═════ SUPPLIED DATA ═════
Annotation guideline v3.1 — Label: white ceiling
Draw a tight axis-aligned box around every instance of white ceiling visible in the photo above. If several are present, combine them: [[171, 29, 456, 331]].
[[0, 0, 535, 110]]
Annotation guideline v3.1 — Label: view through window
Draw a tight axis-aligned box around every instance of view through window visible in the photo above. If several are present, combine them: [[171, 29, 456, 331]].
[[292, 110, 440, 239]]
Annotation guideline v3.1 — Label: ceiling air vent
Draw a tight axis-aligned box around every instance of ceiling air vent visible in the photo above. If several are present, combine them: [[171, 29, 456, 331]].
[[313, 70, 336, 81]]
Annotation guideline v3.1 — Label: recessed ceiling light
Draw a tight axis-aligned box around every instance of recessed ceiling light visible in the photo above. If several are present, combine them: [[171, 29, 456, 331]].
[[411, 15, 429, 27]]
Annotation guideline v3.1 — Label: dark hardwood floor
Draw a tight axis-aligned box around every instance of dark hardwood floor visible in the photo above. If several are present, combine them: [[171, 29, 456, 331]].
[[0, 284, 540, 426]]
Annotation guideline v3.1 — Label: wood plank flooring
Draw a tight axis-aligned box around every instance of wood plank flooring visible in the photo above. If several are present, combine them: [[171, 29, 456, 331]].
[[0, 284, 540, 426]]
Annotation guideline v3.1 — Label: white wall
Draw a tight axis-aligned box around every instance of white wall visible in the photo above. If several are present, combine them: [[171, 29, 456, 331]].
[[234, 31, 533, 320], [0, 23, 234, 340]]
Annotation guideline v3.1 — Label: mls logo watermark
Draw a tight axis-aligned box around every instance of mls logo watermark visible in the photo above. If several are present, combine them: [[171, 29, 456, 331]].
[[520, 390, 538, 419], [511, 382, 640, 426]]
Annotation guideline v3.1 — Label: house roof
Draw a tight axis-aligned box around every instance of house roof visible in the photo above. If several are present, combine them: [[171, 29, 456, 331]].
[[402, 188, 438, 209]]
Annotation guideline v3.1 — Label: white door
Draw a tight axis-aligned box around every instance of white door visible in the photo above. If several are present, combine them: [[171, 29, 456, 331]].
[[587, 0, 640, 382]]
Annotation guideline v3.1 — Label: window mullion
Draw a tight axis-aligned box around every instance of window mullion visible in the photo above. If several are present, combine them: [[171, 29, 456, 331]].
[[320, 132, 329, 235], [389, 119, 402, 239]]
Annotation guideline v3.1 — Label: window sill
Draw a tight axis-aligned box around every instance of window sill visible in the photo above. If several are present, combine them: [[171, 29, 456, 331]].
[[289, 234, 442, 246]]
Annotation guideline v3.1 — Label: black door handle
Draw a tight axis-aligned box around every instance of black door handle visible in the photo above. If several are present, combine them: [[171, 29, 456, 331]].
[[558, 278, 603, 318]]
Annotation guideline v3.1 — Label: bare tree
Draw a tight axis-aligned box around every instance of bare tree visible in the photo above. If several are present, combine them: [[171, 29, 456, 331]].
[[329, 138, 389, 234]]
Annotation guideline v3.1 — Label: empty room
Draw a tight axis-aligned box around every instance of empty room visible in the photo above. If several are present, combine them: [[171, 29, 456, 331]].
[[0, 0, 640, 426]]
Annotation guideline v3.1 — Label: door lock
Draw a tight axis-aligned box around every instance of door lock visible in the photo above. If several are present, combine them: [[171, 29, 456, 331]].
═════
**EXERCISE**
Retype the data above line for line, keeping every character unchanged.

**EXERCISE SOLUTION**
Annotation guideline v3.1 — Label: white ceiling
Draw a tight axis-aligned box around every instance of white ceiling visible in the photo above. If several are present, combine them: [[171, 29, 456, 331]].
[[0, 0, 535, 110]]
Annotation guideline v3.1 — Label: view through window
Draw a tight axis-aligned box around every instance of view through window visible in the photo above. If several are present, combine them: [[171, 29, 456, 331]].
[[292, 110, 440, 239]]
Annotation guideline v3.1 — Label: ceiling air vent
Draw a tight axis-aligned box around every instance of ceiling air vent visible in the photo above. If several are present, combine them: [[171, 29, 456, 331]].
[[313, 70, 336, 81]]
Annotation guideline v3.1 — Label: recessed ceiling light
Draw a tight axis-aligned box around every instance of recessed ceiling light visible in the photo above. If several are present, combine them: [[171, 29, 456, 331]].
[[411, 15, 429, 27]]
Annotation guideline v3.1 — Label: dark hardwood floor
Draw a tight axis-aligned box around every instance of dark hardwood floor visible in the photo above. If several are present, combine them: [[171, 29, 456, 331]].
[[0, 284, 540, 426]]
Annotation guideline v3.1 — Label: wood plank flooring
Draw a tight axis-aligned box around every instance of wood plank flooring visible in the photo above. If several are present, combine them: [[171, 29, 456, 331]].
[[0, 284, 540, 426]]
Annotation guideline v3.1 — Label: white wall
Draw a tight axis-aligned box around every instance of white wall visible in the photo above. If several are present, combine them: [[171, 29, 456, 331]].
[[234, 31, 533, 320], [0, 23, 234, 340]]
Annotation guideline v3.1 — Label: mls logo watermark
Draw a tight axis-aligned box around every instance of mls logo watermark visible in the photo above. If several are present, combine them: [[171, 29, 456, 331]].
[[520, 390, 538, 419], [511, 382, 640, 426]]
Annotation guideline v3.1 — Label: house roof
Draw a tight axis-aligned box around every instance of house roof visible in the photo above. If several are present, combine them: [[171, 29, 456, 331]].
[[402, 188, 438, 209]]
Annotation guideline v3.1 — Label: white door
Draw a tight axis-aligned box around every instance of white door visible in the photo above. If several are present, combine them: [[171, 29, 456, 331]].
[[587, 0, 640, 382]]
Annotation guideline v3.1 — Label: window mullion
Draw a tight axis-aligned box around every instance of window mullion visible in the photo above. If several are present, combine them: [[171, 29, 456, 331]].
[[320, 132, 329, 235], [389, 119, 402, 239]]
Annotation guideline v3.1 — Label: window sill
Draw a tight axis-aligned box around every instance of window sill visible in the photo above. If several are present, combine them: [[171, 29, 456, 331]].
[[289, 234, 442, 246]]
Annotation guideline v3.1 — Label: black door handle
Draw a tight axis-aligned box around every instance of black door handle visible in the photo above. If several are present, combine them: [[171, 29, 456, 331]].
[[558, 278, 603, 318]]
Annotation guideline v3.1 — Label: bare tree
Draw a tight axis-aligned box around every instance of bare tree visible in the photo above. If several are present, combine them: [[171, 29, 456, 331]].
[[329, 138, 389, 234]]
Annotation guideline v3.1 — Label: empty room
Draw a tight axis-aligned box around every instance of empty room visible in the photo above. If several are present, combine them: [[171, 29, 456, 331]].
[[0, 0, 640, 426]]
Annotation guideline v3.1 — Label: door lock
Draw a tight axis-aligned box around every instance of door lock visible in the photo above. If several are present, combine them: [[171, 29, 456, 331]].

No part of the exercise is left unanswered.